• 提供テキスト:
━━━━━━

ヘルプ(HELLP)症候群

その他

  
ヘルプ症候群は、通常、子癇前症と関連して発症する重篤な状態であり、ほとんどの場合、妊娠後期に発症します。知っておく必要があることを説明します。

妊娠の喜びは、しばしば水分の滞留、頭痛、吐き気のような多くの身体の副次的影響とともにやって来ます。しかし、高血圧や子癇前症を抱えている、またはそのリスクがある場合、これらの「共通の」症状は、ヘルプ症候群と呼ばれる、まれではありますが危険な肝臓および血液凝固障害の兆候となります。幸運なことに、この病状は極めてまれで、重度の子癇前症または子癇を抱える妊婦の10〜20%、および妊婦の1000人に約1、2人の割合で起こります。

ヘルプ症候群とは?

ヘルプ(HELLP)症候群は、以下を意味する頭字語を略したものです。

━━━━━━

• 記録データ:
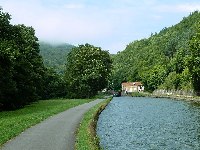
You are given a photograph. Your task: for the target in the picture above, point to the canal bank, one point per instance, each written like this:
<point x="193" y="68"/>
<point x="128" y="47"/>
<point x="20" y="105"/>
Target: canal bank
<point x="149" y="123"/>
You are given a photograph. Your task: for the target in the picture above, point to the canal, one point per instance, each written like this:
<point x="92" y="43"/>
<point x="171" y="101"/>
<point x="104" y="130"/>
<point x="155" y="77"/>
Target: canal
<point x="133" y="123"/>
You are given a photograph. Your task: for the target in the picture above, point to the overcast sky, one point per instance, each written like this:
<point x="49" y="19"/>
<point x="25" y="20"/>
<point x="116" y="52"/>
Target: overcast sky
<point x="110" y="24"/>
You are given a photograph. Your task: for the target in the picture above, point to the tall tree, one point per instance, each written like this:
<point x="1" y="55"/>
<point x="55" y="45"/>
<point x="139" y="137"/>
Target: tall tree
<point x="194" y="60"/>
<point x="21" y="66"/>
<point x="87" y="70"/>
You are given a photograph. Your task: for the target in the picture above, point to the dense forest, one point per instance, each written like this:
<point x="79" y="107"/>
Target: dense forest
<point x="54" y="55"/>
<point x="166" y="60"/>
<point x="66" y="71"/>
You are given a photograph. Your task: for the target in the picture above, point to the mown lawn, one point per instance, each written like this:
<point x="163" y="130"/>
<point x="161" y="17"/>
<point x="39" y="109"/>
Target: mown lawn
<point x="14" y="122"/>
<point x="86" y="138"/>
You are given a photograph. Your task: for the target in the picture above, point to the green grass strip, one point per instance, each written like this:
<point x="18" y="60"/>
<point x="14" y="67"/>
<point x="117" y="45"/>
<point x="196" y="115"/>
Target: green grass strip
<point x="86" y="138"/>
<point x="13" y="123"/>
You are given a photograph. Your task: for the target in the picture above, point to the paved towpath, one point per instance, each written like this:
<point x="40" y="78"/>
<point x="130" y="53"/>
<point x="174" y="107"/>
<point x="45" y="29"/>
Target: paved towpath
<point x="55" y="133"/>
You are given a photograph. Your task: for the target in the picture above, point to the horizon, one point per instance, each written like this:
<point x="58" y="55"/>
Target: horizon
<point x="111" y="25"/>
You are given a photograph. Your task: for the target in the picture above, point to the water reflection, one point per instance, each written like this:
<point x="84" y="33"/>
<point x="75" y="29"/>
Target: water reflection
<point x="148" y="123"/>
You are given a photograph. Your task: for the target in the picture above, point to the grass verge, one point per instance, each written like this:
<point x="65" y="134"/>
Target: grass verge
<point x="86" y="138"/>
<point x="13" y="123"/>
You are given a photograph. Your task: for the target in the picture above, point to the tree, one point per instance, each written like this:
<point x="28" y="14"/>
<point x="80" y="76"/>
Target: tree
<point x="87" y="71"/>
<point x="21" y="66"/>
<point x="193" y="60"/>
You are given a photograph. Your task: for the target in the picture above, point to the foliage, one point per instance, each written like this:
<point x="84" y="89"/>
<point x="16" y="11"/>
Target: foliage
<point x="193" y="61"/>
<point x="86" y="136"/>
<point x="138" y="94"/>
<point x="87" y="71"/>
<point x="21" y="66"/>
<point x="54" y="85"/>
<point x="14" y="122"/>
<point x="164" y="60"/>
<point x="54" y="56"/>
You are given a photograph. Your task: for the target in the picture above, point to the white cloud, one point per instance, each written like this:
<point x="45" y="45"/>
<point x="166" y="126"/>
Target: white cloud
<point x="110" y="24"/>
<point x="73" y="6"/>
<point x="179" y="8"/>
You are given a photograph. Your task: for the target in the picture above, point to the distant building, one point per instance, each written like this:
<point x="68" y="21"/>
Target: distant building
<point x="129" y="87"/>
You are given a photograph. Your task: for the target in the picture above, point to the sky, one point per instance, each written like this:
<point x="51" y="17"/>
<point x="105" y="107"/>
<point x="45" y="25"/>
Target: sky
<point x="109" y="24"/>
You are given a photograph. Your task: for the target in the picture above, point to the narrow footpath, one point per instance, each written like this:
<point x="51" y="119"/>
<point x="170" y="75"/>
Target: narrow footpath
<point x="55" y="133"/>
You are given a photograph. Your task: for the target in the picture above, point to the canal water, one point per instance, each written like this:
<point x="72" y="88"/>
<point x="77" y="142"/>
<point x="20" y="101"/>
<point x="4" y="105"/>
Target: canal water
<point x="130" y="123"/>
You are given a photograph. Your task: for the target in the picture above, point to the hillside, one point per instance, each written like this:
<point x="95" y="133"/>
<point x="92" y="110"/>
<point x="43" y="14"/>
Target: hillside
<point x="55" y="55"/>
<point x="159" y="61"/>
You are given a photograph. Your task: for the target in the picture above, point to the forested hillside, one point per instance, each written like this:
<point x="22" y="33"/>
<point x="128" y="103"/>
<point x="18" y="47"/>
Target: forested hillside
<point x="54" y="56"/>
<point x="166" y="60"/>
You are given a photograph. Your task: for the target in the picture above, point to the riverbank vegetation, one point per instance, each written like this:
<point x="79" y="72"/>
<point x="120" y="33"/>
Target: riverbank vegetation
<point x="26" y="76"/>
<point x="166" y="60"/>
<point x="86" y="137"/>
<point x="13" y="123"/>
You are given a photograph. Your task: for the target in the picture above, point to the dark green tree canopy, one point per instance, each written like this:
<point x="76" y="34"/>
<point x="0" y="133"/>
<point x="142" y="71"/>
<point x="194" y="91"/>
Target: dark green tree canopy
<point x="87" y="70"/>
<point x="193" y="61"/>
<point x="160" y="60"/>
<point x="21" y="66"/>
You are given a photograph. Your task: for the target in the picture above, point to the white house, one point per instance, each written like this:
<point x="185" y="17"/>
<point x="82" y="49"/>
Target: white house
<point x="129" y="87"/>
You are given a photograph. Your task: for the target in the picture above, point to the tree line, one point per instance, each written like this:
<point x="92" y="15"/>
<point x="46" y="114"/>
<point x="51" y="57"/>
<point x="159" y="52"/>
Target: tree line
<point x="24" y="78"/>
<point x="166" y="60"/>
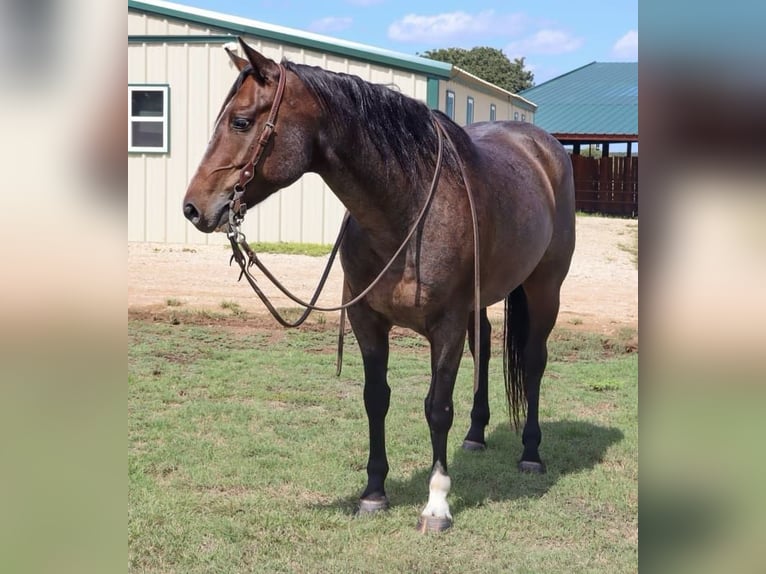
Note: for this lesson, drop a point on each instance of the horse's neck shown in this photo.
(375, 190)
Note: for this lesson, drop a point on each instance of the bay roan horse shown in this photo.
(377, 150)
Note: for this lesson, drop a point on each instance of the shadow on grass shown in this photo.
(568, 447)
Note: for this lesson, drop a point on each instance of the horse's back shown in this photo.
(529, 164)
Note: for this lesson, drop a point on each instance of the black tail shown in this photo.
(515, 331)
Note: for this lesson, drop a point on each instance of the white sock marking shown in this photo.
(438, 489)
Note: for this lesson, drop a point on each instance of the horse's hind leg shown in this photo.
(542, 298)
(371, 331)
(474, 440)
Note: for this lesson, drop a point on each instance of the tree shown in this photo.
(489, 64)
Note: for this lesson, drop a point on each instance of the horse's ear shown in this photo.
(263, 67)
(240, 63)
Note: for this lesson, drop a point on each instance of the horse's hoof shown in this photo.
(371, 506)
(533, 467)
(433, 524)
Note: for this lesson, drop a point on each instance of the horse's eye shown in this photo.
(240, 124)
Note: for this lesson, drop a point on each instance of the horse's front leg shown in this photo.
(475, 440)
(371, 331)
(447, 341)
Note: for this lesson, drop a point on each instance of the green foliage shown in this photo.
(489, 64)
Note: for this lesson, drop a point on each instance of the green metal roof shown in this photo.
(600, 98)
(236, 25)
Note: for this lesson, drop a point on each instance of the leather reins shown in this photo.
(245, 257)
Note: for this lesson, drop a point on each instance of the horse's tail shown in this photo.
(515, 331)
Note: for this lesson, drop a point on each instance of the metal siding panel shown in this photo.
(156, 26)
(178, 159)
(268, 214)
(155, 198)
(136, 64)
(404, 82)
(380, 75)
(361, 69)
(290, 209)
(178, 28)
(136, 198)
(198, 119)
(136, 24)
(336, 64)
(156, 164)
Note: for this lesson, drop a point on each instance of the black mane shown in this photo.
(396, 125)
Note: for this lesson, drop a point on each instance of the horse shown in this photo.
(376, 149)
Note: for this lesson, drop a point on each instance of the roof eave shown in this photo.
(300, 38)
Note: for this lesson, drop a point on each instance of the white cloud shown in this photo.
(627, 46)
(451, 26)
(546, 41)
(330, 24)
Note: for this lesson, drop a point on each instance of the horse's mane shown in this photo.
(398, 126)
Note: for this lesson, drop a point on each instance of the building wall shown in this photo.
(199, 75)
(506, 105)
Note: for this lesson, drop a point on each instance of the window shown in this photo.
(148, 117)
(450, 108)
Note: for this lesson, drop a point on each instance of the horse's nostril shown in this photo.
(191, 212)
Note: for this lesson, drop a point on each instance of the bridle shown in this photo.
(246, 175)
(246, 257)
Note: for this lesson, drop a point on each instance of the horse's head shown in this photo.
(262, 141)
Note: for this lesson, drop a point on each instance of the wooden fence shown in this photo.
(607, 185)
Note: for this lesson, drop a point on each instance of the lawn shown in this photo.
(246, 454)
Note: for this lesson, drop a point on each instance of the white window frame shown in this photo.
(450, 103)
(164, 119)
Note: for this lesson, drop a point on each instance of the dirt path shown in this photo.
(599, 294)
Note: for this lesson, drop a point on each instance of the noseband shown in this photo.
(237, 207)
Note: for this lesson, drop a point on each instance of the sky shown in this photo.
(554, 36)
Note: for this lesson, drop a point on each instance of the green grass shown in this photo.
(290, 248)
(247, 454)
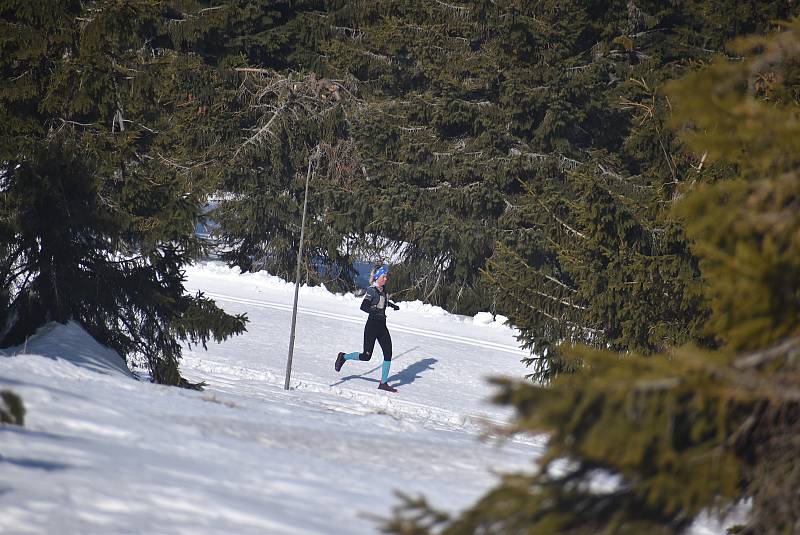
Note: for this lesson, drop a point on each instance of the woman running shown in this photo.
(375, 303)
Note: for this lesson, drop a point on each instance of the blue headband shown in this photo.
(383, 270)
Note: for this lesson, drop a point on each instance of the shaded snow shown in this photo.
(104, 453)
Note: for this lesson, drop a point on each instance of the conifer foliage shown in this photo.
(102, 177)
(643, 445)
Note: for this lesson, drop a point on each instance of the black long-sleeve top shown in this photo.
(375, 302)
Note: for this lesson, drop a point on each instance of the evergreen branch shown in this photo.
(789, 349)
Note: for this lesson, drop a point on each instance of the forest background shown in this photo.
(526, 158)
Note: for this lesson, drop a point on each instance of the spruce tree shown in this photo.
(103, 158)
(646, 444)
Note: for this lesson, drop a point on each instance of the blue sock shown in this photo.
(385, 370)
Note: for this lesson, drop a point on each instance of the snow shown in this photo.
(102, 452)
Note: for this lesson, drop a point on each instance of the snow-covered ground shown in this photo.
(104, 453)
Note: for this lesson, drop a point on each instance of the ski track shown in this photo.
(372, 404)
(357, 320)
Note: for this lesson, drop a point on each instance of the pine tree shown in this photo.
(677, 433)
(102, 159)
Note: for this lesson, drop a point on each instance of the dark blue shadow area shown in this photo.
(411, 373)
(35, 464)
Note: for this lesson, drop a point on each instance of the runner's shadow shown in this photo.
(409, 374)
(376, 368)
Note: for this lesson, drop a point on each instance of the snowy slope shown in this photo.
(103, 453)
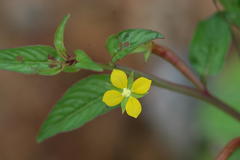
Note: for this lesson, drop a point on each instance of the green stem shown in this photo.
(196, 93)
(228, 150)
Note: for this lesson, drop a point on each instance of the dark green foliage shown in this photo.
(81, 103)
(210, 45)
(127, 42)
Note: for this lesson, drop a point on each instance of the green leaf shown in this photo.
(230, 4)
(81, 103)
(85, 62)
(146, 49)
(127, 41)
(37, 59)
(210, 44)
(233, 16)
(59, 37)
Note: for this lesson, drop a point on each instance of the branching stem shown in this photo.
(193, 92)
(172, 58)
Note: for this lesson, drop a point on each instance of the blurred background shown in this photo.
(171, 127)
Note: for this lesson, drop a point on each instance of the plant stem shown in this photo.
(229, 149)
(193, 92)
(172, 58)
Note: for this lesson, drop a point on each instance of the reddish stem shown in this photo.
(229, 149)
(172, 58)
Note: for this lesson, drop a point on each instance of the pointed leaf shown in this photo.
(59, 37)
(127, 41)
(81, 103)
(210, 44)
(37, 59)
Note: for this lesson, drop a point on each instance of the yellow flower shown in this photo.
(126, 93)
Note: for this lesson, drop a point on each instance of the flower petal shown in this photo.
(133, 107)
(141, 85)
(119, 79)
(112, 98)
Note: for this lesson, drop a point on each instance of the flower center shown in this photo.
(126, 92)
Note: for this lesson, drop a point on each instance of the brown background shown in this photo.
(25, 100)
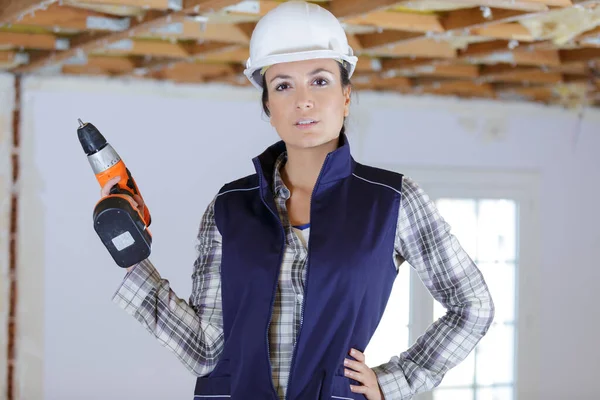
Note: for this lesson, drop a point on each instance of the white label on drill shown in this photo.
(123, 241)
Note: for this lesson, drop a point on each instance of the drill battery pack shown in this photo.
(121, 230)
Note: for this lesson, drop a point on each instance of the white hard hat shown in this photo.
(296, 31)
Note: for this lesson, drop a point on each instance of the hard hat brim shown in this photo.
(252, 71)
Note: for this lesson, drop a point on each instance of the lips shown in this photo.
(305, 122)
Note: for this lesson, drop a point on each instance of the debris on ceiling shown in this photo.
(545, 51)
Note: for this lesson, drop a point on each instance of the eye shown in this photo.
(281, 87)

━━━━━━

• 練習課題:
1. ヘルプ症候群の本文から、「妊娠の喜びは、しばしば水分の」から「1、2人の割合で起こります。」までをそのまま返してください。
2. ヘルプ症候群の本文によると、この病状は重度の子癇前症または子癇を抱える妊婦の何パーセントに起こるか。

• 課題の解答:
1.
妊娠の喜びは、しばしば水分の滞留、頭痛、吐き気のような多くの身体の副次的影響とともにやって来ます。しかし、高血圧や子癇前症を抱えている、またはそのリスクがある場合、これらの「共通の」症状は、ヘルプ症候群と呼ばれる、まれではありますが危険な肝臓および血液凝固障害の兆候となります。幸運なことに、この病状は極めてまれで、重度の子癇前症または子癇を抱える妊婦の10〜20%、および妊婦の1000人に約1、2人の割合で起こります。

2. 10〜20%